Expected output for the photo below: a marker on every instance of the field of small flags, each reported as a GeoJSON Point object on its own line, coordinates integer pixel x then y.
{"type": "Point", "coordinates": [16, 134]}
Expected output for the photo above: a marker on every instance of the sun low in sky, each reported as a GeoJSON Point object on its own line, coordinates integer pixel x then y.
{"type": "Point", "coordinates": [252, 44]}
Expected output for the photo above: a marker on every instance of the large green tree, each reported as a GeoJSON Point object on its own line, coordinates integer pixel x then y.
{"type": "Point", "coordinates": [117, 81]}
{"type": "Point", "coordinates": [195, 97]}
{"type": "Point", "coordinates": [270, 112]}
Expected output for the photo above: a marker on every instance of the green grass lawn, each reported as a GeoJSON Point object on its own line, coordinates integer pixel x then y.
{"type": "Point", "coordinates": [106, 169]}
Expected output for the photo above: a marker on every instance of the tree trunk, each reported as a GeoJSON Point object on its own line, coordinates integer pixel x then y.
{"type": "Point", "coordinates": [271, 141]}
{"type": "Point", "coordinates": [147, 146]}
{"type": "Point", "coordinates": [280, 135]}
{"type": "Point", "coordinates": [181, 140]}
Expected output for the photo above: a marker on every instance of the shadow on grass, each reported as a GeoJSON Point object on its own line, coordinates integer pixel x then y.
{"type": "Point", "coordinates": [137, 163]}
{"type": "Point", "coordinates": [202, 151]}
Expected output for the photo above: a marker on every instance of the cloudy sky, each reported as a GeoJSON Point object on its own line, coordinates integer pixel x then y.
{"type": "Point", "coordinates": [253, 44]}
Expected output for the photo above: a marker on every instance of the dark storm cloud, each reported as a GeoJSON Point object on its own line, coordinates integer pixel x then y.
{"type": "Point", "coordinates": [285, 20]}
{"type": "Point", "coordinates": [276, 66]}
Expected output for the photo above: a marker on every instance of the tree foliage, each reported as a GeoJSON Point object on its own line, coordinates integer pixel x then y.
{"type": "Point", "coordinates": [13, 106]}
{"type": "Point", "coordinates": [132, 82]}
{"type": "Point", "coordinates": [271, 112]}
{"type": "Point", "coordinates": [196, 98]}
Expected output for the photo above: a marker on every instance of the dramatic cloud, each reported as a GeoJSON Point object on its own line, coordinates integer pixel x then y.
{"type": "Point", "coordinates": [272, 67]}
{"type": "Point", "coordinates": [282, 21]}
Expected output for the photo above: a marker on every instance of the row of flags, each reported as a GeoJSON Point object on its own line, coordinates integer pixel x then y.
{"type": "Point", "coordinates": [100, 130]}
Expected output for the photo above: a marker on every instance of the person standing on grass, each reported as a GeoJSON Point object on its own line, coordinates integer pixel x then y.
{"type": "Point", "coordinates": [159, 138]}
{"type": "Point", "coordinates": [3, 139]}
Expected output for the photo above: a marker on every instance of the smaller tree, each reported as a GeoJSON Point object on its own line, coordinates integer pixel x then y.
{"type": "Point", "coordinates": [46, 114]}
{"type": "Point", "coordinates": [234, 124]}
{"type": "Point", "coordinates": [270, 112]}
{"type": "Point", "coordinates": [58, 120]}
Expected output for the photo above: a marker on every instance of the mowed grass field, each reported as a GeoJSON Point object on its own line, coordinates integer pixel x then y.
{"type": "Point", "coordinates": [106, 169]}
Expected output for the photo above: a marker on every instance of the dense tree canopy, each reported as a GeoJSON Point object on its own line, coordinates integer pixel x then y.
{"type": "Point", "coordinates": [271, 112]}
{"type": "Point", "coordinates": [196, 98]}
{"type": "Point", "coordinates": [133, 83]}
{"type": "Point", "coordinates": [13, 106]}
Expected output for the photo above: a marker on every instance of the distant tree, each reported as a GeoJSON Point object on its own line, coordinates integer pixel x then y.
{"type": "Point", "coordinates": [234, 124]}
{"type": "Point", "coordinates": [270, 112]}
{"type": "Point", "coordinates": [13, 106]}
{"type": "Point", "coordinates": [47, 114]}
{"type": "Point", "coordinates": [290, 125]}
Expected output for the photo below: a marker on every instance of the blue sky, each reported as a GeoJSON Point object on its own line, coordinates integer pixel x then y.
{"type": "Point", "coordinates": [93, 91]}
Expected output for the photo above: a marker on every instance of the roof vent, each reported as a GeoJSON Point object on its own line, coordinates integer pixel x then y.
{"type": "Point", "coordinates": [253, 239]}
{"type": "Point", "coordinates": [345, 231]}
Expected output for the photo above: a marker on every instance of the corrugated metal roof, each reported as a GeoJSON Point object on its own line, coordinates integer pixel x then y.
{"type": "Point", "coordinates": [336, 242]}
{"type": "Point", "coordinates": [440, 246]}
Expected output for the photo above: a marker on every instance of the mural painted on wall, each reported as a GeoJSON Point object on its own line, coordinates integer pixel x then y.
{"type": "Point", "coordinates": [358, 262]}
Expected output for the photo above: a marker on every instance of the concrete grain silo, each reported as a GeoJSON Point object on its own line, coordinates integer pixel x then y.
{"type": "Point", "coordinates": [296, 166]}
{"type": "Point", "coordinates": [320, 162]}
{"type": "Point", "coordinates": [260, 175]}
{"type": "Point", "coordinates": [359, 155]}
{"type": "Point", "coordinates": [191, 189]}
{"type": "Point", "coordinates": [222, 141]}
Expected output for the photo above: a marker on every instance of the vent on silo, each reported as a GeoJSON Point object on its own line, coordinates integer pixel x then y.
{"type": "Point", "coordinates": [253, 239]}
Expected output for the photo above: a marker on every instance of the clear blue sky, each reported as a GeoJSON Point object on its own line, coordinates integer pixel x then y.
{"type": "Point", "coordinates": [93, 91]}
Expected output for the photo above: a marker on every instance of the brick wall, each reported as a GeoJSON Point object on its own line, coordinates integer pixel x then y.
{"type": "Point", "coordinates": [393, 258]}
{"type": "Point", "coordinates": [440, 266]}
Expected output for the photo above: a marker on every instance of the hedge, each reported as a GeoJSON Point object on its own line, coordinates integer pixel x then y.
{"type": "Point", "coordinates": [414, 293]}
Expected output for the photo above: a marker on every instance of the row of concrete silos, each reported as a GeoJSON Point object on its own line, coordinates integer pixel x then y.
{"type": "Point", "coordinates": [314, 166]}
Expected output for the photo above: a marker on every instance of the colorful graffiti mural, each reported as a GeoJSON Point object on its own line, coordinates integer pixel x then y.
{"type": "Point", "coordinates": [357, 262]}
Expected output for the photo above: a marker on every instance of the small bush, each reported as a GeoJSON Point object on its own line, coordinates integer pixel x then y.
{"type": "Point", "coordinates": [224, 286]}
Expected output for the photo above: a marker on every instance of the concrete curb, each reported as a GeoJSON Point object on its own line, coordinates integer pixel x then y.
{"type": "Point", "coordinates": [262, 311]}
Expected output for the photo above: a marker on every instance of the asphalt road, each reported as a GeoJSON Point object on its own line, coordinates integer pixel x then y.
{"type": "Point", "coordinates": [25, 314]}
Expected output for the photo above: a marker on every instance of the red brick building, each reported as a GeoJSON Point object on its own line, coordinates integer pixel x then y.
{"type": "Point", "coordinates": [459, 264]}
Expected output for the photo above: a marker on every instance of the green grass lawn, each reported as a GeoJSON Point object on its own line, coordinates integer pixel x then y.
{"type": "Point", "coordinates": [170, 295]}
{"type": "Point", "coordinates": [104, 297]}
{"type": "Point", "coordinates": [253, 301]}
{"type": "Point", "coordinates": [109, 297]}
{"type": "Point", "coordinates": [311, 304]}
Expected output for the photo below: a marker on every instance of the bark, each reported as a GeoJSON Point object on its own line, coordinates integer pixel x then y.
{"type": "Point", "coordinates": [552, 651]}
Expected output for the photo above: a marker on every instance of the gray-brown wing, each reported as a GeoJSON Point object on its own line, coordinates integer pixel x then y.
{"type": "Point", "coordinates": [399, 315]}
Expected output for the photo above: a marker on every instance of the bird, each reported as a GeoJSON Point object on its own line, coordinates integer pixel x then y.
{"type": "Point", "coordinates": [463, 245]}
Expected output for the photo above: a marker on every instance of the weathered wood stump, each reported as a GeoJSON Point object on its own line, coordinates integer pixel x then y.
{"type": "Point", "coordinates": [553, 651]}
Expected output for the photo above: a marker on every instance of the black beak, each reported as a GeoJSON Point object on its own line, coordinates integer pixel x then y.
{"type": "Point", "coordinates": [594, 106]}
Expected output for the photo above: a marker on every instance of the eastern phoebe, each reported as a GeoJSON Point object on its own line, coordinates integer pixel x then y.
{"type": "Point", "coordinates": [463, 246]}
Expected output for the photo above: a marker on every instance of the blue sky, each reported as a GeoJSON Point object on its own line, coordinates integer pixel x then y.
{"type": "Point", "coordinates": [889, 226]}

__________

§ **WHAT IS EXPECTED**
Everything from the line with "the bark, each" to the end of the listing above needs to be duplicated exactly, both end lines included, with nothing more.

§ **WRITTEN ANSWER**
Expected output for the photo below: a marker on every instance of the bark, each reported as a GeoJSON Point object on its own line, coordinates integer pixel x then y.
{"type": "Point", "coordinates": [552, 651]}
Expected output for the photo above: a marker on every instance of the gray-brown wing, each reported as a GeoJSON Point object on its own line, coordinates integer pixel x then y.
{"type": "Point", "coordinates": [399, 315]}
Expected output for the photo above: a marker on every instance of the bird, each reported as a GeoJSON Point object on its own line, coordinates integer pixel x then y.
{"type": "Point", "coordinates": [463, 245]}
Expected output for the photo above: a marker on every instance of the weathered wood stump, each reported as a GeoJSON Point object on its own line, coordinates integer pixel x then y.
{"type": "Point", "coordinates": [553, 651]}
Expected output for the photo above: a marker on every instance of the black beak, each reported as a GeoJSON Point object on its own line, coordinates integer pixel x then y.
{"type": "Point", "coordinates": [594, 106]}
Expected output for the photo above: a marker on every instance of the eastern phoebe, each reported as a GeoJSON Point object on its own line, coordinates integer pixel x then y.
{"type": "Point", "coordinates": [463, 246]}
Expected output for the photo above: a marker on every instance of the blue sky, each reported as a GeoJSON Point object on its own line, coordinates integer pixel x then y.
{"type": "Point", "coordinates": [889, 226]}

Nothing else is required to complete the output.